Reproduce the article on the swine flu response in Africa and India below, word for word and in full.

• **SOURCE DOCUMENT**
+ + +

If the fast spread of swine flu suggests the world is small, the global response to the epidemic reminds us that in many ways it’s still light years apart. Swine flu has been making headlines in the Western world, but in places like India and Africa, where “pandemic” is just another part of the daily vocabulary, no one has so much as stifled a sneeze.
In Africa, malaria kills more than 3,000 children a day; in South Africa, HIV/AIDS has taken 2.8 million people and infected 5.3 million more. Every day in India, 1,000 people succumb to tuberculosis. Those are just the big diseases. According to the United Nations, a recent cholera outbreak killed nearly 4,000 Zimbabweans and infected 80,000, while in India diarrheal diseases kill an estimated 600,000 children under 5 every year.
So, when the World Health Organization announced that deaths in Mexico from the H1N1 swine flu leapt to nine, you can see why the news didn’t make the front page in Africa or India. Any concern in these regions has so far centered on sports: specifically, whether any new travel restrictions will affect the Confederations Cup, the international eight-team soccer tournament due to be played in South Africa in June, or the Indian Premier League, a new cricket tournament featuring players from around the world, now being played also in South Africa.
Still, the WHO has urged all governments to prepare for an imminent pandemic. “The biggest question is, ‘How severe will a pandemic be'” Dr. Margaret Chan, the WHO director-general, said in Switzerland. So politicians have to make like they’re doing something. Gabon and Ghana have banned the import of pork, even though the flu virus cannot be contracted through eating dead pig. Kenya, South Africa, Zambia and Zimbabwe say they are checking arriving passengers at borders and airports and have response plans of varying sophistication should an outbreak occur. In some places, they’ve gone much further: Authorities in Egypt, which was affected by bird flu last year, have begun slaughtering the country’s entire unfortunate pig population of more than 300,000.
But given that many public health systems in Africa do not have the skills, equipment or resources to protect their citizens even against the lethal health crises they battle every day, the truth is that the threat of another disease even a pandemic flu tends to elicit shrugs in this sickness-struck continent. If asked what preparations they are making for the possibility of swine flu’s arrival, most African governments opt for the same kind of wordy non-statement issued by African Union chairman Jean Ping on Thursday: “We hope to establish a continental plan for prevention, and if necessary a mechanism to fight this outbreak that has not yet affected Africa.”

+ + +

• **DATA SHOWN**

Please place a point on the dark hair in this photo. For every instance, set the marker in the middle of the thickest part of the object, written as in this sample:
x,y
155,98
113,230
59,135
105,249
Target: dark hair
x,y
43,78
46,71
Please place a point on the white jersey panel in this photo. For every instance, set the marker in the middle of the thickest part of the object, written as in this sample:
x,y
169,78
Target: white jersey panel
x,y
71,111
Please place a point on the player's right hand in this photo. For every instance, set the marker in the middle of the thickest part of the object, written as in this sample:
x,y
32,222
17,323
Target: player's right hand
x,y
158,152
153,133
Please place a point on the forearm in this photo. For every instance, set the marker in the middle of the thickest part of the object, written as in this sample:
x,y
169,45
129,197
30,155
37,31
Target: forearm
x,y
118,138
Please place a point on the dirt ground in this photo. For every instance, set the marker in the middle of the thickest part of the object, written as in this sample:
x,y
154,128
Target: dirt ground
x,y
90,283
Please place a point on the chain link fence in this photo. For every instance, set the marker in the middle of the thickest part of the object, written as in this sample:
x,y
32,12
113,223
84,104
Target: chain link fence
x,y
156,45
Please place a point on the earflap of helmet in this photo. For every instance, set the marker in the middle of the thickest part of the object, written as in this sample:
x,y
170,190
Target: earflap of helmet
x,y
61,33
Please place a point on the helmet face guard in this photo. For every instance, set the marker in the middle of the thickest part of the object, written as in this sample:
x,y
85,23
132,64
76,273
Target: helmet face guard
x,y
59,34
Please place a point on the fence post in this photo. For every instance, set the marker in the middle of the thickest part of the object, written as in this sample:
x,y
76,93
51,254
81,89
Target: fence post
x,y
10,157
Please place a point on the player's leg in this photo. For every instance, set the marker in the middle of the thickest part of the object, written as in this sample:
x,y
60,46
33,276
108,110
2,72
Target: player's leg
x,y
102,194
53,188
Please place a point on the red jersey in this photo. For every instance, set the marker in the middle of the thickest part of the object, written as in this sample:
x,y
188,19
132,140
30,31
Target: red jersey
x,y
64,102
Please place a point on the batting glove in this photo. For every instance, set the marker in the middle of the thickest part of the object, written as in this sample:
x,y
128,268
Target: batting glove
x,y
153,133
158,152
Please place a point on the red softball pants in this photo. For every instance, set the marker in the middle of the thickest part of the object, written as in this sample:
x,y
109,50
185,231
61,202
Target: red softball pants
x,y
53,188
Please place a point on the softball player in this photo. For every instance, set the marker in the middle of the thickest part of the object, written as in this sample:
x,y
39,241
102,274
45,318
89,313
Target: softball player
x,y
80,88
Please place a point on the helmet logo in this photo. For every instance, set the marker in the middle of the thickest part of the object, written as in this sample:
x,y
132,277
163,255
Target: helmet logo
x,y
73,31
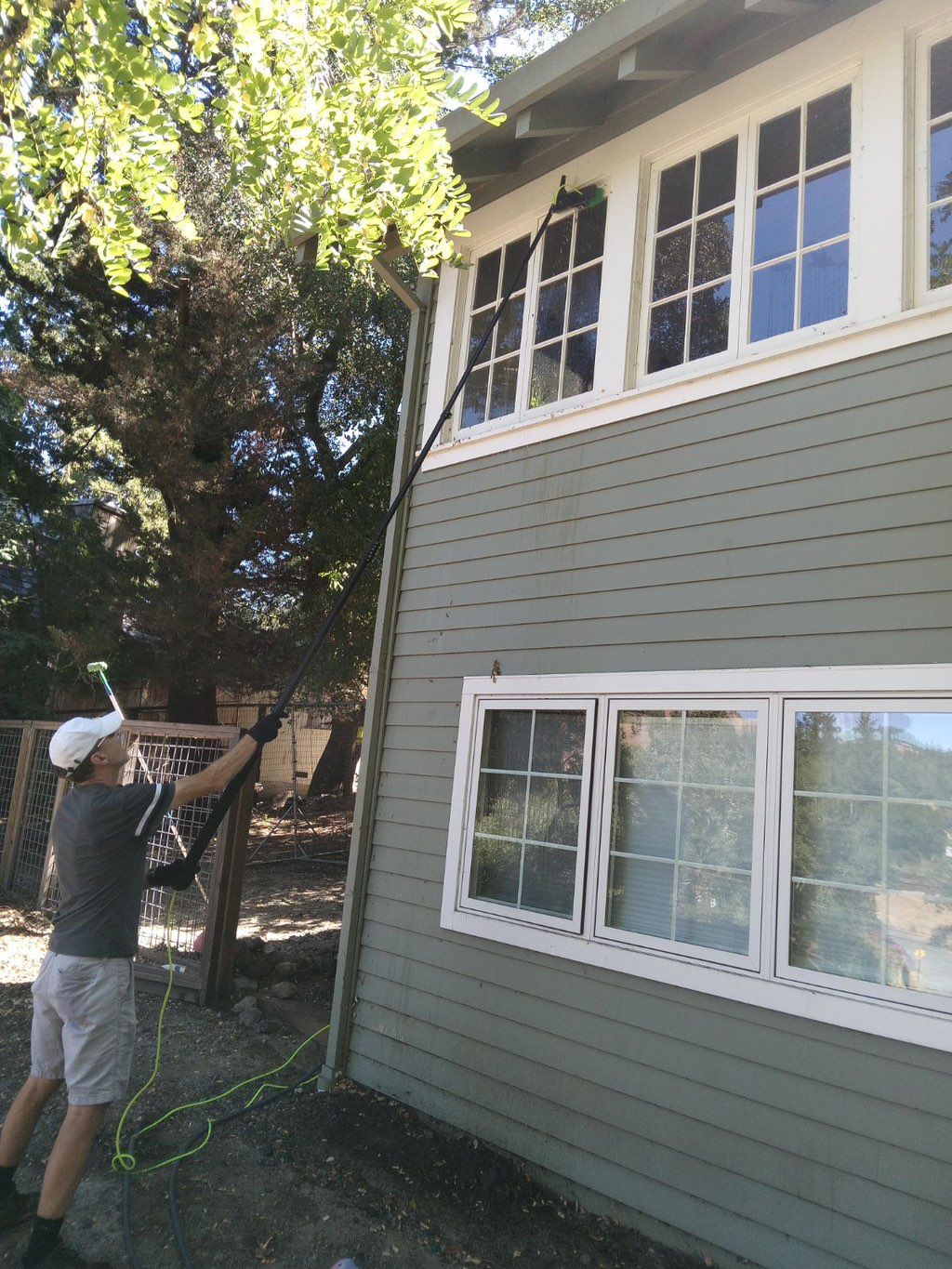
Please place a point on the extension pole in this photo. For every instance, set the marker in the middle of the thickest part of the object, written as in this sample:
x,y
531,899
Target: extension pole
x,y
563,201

+ + +

• **TASK RESPONSE**
If the fast spread of swine flu suggests the world is small, the global response to the epidemic reminds us that in many ways it’s still light years apart. Swine flu has been making headlines in the Western world, but in places like India and Africa, where “pandemic” is just another part of the daily vocabulary, no one has so much as stifled a sneeze.
In Africa, malaria kills more than 3,000 children a day; in South Africa, HIV/AIDS has taken 2.8 million people and infected 5.3 million more. Every day in India, 1,000 people succumb to tuberculosis. Those are just the big diseases. According to the United Nations, a recent cholera outbreak killed nearly 4,000 Zimbabweans and infected 80,000, while in India diarrheal diseases kill an estimated 600,000 children under 5 every year.
So, when the World Health Organization announced that deaths in Mexico from the H1N1 swine flu leapt to nine, you can see why the news didn’t make the front page in Africa or India. Any concern in these regions has so far centered on sports: specifically, whether any new travel restrictions will affect the Confederations Cup, the international eight-team soccer tournament due to be played in South Africa in June, or the Indian Premier League, a new cricket tournament featuring players from around the world, now being played also in South Africa.
Still, the WHO has urged all governments to prepare for an imminent pandemic. “The biggest question is, ‘How severe will a pandemic be'” Dr. Margaret Chan, the WHO director-general, said in Switzerland. So politicians have to make like they’re doing something. Gabon and Ghana have banned the import of pork, even though the flu virus cannot be contracted through eating dead pig. Kenya, South Africa, Zambia and Zimbabwe say they are checking arriving passengers at borders and airports and have response plans of varying sophistication should an outbreak occur. In some places, they’ve gone much further: Authorities in Egypt, which was affected by bird flu last year, have begun slaughtering the country’s entire unfortunate pig population of more than 300,000.
But given that many public health systems in Africa do not have the skills, equipment or resources to protect their citizens even against the lethal health crises they battle every day, the truth is that the threat of another disease even a pandemic flu tends to elicit shrugs in this sickness-struck continent. If asked what preparations they are making for the possibility of swine flu’s arrival, most African governments opt for the same kind of wordy non-statement issued by African Union chairman Jean Ping on Thursday: “We hope to establish a continental plan for prevention, and if necessary a mechanism to fight this outbreak that has not yet affected Africa.”